## BEGIN DATA ENTRIES
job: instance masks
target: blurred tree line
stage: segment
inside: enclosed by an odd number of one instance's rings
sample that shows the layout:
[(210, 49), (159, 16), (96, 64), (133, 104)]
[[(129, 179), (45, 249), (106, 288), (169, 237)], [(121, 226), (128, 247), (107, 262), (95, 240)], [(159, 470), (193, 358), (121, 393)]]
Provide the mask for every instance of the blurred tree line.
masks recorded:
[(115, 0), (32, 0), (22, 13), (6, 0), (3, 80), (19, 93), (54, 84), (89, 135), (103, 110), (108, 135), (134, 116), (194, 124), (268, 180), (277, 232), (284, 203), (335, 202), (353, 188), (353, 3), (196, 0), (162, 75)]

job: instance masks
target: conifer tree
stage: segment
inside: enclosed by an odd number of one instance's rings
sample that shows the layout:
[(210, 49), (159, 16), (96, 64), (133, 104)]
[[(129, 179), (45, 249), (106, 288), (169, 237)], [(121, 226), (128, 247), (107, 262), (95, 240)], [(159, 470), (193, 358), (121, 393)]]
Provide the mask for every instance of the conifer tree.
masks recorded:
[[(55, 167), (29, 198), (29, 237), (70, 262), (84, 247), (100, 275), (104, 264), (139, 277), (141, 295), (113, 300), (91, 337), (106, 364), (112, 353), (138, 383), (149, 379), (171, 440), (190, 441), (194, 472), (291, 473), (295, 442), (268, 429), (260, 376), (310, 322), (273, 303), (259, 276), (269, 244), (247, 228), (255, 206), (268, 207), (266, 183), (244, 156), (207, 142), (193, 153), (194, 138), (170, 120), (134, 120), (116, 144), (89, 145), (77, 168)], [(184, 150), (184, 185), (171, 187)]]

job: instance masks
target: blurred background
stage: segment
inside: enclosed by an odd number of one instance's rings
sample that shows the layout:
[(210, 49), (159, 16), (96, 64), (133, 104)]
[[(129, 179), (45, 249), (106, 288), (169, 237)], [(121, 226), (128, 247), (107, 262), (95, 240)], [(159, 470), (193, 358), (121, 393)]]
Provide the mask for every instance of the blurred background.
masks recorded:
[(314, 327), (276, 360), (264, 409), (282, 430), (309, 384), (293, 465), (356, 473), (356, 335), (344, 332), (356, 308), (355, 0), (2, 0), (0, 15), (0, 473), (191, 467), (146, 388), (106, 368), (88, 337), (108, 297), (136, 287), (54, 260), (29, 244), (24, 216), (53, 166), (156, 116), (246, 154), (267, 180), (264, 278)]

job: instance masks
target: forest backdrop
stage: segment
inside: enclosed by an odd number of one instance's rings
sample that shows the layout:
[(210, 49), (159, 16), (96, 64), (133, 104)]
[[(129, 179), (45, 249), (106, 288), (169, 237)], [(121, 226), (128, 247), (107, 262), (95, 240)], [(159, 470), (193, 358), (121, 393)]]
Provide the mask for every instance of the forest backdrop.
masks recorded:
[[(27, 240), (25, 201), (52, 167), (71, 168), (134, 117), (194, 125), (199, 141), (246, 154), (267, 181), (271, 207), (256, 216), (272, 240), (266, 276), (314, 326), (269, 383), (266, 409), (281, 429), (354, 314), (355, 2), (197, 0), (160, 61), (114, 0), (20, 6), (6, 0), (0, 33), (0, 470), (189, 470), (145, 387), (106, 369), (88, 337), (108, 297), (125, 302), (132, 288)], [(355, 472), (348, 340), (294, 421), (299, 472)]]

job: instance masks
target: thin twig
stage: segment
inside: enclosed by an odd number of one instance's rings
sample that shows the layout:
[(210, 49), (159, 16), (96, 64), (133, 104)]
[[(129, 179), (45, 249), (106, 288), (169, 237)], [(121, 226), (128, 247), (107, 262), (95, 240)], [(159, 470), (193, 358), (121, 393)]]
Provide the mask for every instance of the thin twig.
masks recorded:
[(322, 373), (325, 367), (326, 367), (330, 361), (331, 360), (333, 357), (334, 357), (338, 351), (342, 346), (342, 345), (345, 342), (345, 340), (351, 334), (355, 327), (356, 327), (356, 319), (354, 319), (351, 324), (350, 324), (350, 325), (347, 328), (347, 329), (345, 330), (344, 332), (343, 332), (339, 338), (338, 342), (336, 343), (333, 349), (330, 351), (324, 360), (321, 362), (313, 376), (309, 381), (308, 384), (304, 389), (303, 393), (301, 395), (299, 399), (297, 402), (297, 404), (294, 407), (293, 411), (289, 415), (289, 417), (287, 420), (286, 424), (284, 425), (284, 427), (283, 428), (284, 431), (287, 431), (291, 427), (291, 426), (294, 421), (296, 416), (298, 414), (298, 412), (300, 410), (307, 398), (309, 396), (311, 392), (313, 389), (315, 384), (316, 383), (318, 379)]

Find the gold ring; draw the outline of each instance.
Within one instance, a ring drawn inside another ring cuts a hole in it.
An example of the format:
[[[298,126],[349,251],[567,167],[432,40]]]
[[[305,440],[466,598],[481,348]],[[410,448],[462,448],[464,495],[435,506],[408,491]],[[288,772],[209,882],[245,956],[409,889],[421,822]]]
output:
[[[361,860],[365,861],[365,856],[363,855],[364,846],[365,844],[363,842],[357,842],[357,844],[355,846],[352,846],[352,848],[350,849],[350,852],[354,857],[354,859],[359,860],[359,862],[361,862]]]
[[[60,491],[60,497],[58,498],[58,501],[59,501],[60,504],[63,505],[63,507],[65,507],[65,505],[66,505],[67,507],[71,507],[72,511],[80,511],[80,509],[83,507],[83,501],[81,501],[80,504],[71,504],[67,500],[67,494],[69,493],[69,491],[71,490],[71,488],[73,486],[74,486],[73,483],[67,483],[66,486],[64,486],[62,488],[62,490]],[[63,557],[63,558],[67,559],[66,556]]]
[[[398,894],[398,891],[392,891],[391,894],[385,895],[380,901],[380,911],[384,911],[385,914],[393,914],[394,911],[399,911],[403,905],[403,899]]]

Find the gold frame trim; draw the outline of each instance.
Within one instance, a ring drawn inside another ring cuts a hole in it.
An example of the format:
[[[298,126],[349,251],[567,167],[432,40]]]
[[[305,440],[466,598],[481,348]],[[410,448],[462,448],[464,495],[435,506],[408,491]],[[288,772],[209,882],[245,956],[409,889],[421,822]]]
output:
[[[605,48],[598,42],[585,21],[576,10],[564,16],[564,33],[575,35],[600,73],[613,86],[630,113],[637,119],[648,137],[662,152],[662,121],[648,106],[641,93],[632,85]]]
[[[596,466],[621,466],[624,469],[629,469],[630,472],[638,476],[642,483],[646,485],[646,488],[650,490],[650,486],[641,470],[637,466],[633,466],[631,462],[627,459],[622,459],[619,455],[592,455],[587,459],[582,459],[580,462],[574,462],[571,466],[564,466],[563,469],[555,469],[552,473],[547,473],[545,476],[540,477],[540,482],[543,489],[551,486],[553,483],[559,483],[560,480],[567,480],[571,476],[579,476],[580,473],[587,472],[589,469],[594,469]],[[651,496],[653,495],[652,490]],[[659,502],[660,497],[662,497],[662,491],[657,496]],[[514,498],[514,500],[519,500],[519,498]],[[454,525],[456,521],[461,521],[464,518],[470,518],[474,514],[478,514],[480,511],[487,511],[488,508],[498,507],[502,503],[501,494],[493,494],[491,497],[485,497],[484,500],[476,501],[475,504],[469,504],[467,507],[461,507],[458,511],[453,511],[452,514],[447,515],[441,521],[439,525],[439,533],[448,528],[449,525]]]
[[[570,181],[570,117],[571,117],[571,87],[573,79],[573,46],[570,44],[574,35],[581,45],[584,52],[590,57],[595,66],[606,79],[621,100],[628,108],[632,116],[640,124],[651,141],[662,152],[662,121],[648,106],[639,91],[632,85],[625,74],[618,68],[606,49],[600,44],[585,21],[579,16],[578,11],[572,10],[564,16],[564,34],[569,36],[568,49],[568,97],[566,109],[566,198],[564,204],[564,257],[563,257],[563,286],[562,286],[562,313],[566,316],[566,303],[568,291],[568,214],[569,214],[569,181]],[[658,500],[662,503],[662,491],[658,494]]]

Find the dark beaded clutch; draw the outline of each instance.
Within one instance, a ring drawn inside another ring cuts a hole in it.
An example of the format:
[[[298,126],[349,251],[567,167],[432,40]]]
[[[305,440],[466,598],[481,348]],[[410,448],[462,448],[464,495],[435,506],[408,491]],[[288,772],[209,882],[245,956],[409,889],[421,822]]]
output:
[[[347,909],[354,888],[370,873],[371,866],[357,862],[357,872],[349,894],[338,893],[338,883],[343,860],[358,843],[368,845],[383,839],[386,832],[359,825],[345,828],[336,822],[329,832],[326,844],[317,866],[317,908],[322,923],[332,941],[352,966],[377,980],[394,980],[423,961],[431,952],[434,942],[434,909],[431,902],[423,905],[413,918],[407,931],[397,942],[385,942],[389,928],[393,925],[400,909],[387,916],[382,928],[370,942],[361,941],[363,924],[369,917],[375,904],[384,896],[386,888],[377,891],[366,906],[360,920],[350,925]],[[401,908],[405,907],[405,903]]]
## END DATA ENTRIES
**REQUIRED TASK**
Update the listing from its first line through the line containing "0), (162, 75)]", inclusive, changing "blurred tree line" to "distant tree line" and leaving everything else unchanged. Return only those lines.

**RESPONSE TO THIS EXERCISE**
job: instance masks
target: distant tree line
stage: segment
inside: enclosed by an odd number of one instance's rings
sample that shows the layout:
[(210, 49), (159, 16), (96, 64), (133, 104)]
[[(129, 179), (45, 249), (106, 288), (169, 237)], [(121, 226), (128, 247), (107, 262), (95, 240)], [(159, 470), (193, 358), (121, 393)]]
Provide the mask for every instance of the distant tree line.
masks recorded:
[(115, 0), (32, 0), (22, 13), (6, 0), (3, 80), (19, 93), (54, 84), (89, 135), (103, 110), (108, 135), (134, 116), (194, 124), (268, 180), (277, 232), (284, 203), (335, 202), (353, 188), (353, 3), (196, 0), (162, 75)]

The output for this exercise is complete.